Dettagli Recensione
Un cortile, la vita di una città.
Palermo, città dai mille contrasti e dai mille colori: bella, pulsante, accogliente, protagonista con i suoi vicoli e le sue piazze di questo bel romanzo di Giuseppina Torregrossa, ambientato nei cosiddetti anni di piombo, tra il ’60 e l’80 del secolo scorso. E’ la storia piena di contrasti di una famiglia, alloggiata in un piccolo appartamento in un cortile dove tutti si conoscono, giudicano e sono giudicati, sperando sempre in una vita migliore. Lui è Mario, orfano, allevato da una zia premurosa e un po’ sventata, che l’abbandona per rincorrere un giovane mafioso, forse l’ultima occasione della sua vita. Lei, Melina, ha una famiglia severa: conosce Mario, a 16 anni lo sposa prima che lui parta, carabiniere, per Roma: torna per una licenza, lei resta incinta, nasce Maruzza . La bimba ha qualche problema (le vengono erroneamente diagnosticate prima una sindrome di Down, poi una poliomielite), ma cresce bene: madre e figlia soffrono per la lontananza del padre, ma una raccomandazione in alto loco del parroco del quartiere consente a Mario di conoscere addirittura Aldo Moro, che lo guiderà come un padre e faciliterà la sua destinazione a Palermo. La famiglia è riunita, ma covano dissensi: Melina è ancora giovane, si è maritata in fretta e furia, troppo presto, non vede miglioramenti nella sua vita e si consuma nelle faccende domestiche, mentre Mario vede spegnersi le illusioni in una vita migliore, si scontra con la moglie per i più futili motivi. Hanno lavatrice e TV, ma non basta: Maruzza intanto cresce, è uno spirito ribelle, non sopporta più le costrizioni di una famiglia all’antica e cerca nelle amicizie ( una suora dalle vedute moderne e ragazze dei circoli femministi) comprensione e sostegno. La vita continua: si succedono i governi Tambroni e Moro, sono riportati ampi stralci del pensiero di Moro, fautore di alleanze politiche più ampie per una maggiore solidarietà nazionale, ma i tumulti popolari non danno tregua, il sequestro e l’uccisione di Moro segnano il culmine di un periodo nefasto e turbolento. Tutto questo è riportato dall’autrice con commossa partecipazione, a testimonianza del particolare momento storico, contrassegnato anche dalle mosse occulte di una mafia mai domata e dal funesto terremoto del 1968.
Ma Palermo è anche altro. Aumenta l’afflusso di stranieri dai Paesi più poveri, il cortile dove vivono Mario e Melina ospita una nuova umanità, piena di risorse: su tutti mamma Africa, una donna che prepara cibi esotici, elargisce saggi consigli, ha una parola buona per tutti, cerca di ricreare nel cortile uno spirito di amicizia e collaborazione che si era gradatamente spento.

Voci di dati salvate
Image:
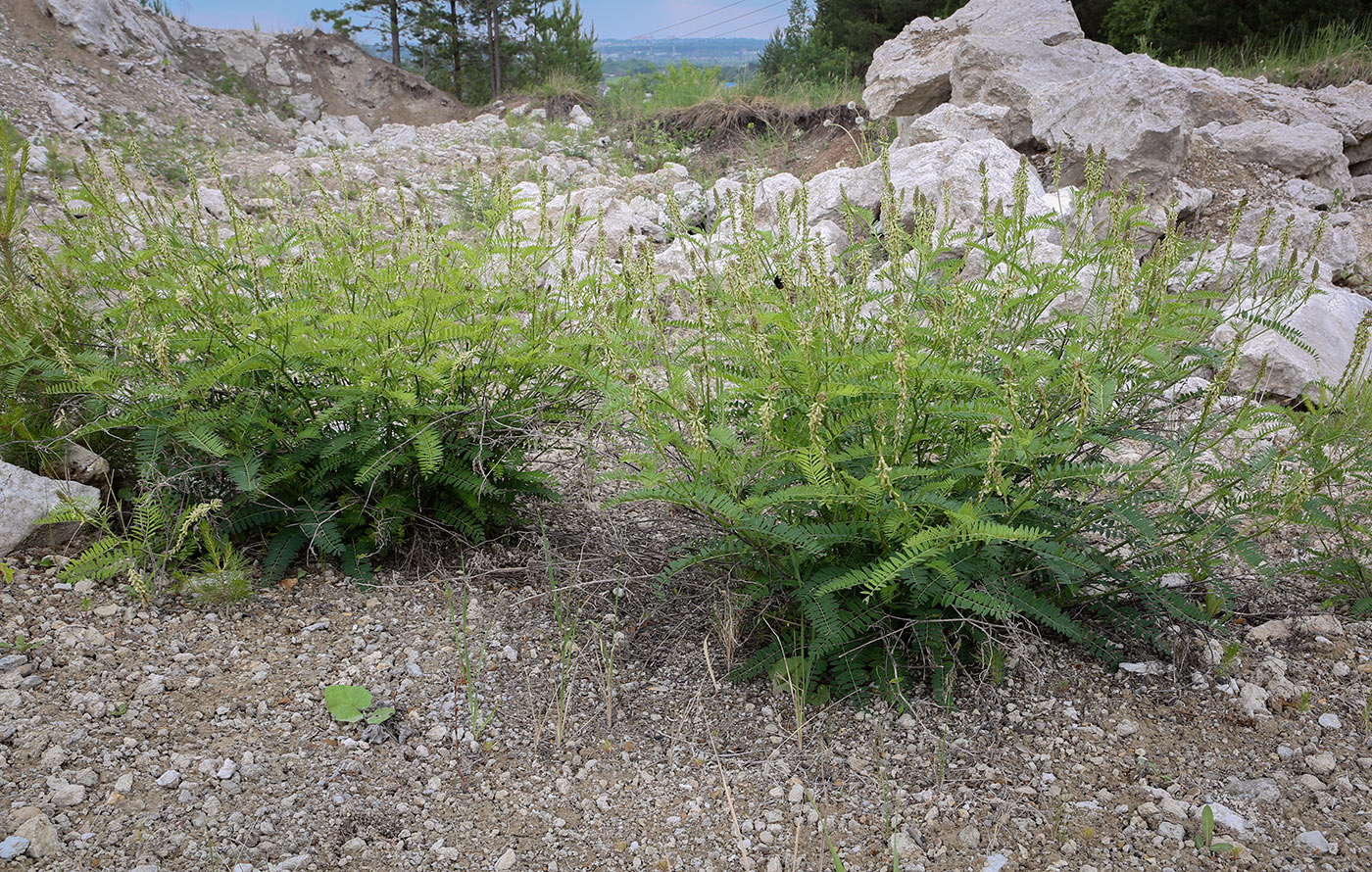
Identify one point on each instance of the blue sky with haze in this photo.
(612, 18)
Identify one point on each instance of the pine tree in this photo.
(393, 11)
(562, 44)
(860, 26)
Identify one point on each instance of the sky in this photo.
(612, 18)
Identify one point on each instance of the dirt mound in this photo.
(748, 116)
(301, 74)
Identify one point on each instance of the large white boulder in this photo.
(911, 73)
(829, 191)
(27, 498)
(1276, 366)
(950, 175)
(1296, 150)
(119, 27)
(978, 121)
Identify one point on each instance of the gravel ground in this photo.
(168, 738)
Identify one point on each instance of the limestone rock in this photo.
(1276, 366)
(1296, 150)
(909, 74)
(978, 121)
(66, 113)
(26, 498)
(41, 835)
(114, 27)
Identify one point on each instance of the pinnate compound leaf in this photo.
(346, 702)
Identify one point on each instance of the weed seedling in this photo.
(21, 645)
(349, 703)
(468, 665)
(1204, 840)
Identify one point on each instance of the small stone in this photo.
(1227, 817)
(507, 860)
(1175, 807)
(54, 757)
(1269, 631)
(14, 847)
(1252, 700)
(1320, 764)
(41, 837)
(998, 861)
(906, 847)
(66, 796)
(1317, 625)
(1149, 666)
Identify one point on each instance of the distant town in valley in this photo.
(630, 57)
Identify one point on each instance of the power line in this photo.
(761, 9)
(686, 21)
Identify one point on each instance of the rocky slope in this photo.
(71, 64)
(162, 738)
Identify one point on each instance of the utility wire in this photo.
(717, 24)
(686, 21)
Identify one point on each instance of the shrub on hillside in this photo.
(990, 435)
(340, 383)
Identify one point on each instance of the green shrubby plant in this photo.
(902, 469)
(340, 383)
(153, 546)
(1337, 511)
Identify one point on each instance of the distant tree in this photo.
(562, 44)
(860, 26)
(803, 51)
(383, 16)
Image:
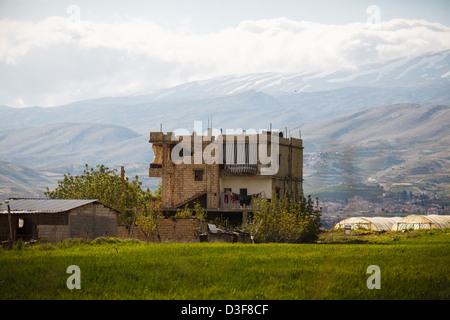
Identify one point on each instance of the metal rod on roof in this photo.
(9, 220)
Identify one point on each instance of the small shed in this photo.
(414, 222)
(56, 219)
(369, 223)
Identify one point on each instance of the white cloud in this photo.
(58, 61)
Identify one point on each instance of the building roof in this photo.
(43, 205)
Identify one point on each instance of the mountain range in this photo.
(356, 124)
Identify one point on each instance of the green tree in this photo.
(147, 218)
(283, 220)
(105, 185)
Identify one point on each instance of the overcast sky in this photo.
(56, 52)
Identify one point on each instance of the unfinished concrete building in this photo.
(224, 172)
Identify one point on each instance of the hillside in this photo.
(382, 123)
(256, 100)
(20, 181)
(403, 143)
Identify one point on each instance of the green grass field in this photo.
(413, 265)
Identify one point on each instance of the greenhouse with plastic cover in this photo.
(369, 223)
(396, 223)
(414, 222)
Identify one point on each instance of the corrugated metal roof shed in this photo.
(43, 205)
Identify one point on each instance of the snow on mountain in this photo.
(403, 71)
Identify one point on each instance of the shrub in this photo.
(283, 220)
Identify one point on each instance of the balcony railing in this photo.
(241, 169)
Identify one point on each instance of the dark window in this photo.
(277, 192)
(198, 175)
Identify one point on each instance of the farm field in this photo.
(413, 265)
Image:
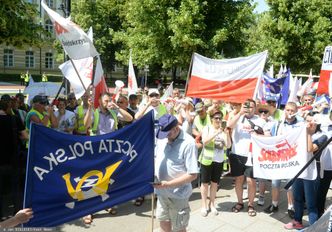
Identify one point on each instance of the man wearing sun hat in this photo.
--
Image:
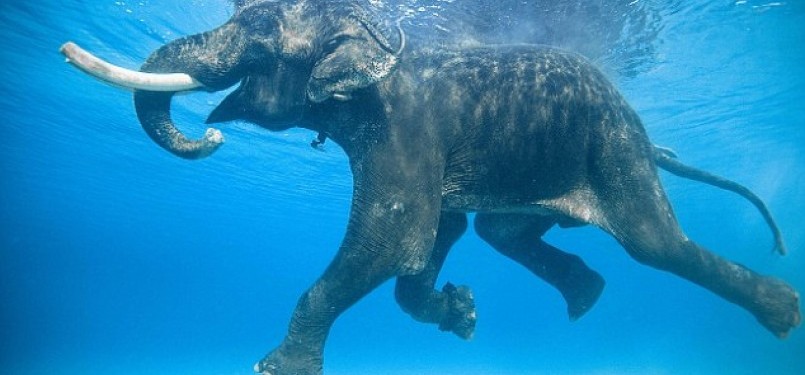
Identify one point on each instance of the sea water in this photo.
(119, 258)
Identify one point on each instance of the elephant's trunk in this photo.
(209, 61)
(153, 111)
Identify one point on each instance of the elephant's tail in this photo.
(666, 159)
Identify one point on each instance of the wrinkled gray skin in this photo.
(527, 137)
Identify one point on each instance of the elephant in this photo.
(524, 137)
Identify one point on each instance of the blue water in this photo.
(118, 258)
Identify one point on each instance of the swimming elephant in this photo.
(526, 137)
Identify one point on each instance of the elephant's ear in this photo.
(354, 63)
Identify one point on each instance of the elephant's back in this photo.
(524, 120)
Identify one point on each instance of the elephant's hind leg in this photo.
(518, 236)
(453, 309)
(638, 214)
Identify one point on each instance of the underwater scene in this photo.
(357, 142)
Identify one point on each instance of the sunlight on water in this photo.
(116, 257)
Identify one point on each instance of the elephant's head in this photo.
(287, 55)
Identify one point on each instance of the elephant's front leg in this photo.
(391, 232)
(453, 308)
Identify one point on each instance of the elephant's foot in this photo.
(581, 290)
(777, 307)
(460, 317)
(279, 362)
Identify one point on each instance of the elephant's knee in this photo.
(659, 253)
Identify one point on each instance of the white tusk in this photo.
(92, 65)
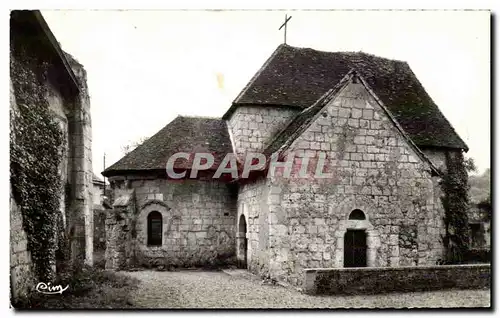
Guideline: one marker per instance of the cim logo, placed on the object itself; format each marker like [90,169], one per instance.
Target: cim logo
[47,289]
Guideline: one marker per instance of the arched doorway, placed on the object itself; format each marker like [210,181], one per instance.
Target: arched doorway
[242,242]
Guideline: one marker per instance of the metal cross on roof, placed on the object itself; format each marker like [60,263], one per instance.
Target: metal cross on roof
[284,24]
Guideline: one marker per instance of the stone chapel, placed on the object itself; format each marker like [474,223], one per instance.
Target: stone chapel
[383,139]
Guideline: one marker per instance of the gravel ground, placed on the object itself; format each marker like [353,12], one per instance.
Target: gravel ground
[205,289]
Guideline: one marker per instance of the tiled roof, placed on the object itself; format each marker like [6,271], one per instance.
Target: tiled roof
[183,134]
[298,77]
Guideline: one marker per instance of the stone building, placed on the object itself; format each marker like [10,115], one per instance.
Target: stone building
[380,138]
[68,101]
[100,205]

Compiti da svolgere:
• a. Nella recensione del romanzo ambientato a Palermo, grazie a chi Mario riesce a conoscere Aldo Moro?
• b. Prosegui la recensione del romanzo ambientato a Palermo dal punto in cui termina.
Le righe non hanno alcun rapporto con la recensione.

Soluzioni degli esercizi:
• a. Grazie al parroco del quartiere e alla sua raccomandazione in alto loco.

• b.
Sembra che Mario e Melina, di nuovo incinta, cerchino di ritrovare un legame che li unisca, un malore di Mario risveglia in Maruzza l’affetto per quel padre scorbutico, che forse la puniva severamente per eccesso d’amore: fatto sta che tutti si ritrovano in cattedrale alla Messa di Natale, palermitani e immigrati d’ogni Paese pronti con canti e cerimonie, a testimoniare una città che “tutti accoglie e tutti assiste, la mamma che tiene aperte le porte anche alla notte perché non si sa mai se qualcuno arriva; che tiene il fuoco acceso e una pentola a bollire perché non si sa mai se qualcuno ha fame; che ha sempre lenzuola pulite perché non si sa mai se qualcuno ha sonno; la mamma che capi la casa quantu voli u patruni. Palermo, la grande madre”.
Così finisce la storia. La storia di una famiglia e di una città, che la Torregrossa ha saputo rendere attraente con il suo stile sobrio e accattivante. Qualche lungaggine di troppo forse nella discussione sulle vicende politiche del tempo, ma l’atmosfera del “Cortile Nostalgia” è resa con la consapevolezza di chi conosce alla perfezione luoghi e persone e concorda pienamente con Carlo Verdone quando afferma (film “La grande bellezza”) che “la nostalgia è l’unico svago che ci resta per chi è diffidente verso il futuro”.
Nel cortile palermitano sembra quasi prendere corpo una nostalgia palpabile, nostalgia per un amore mai sbocciato appieno, nostalgia per ciò che si poteva fare e non si è fatto, nostalgia per terre lontane, amici, amori perduti: la vita scorre velata di malinconia, ma il lumicino della speranza è sempre acceso.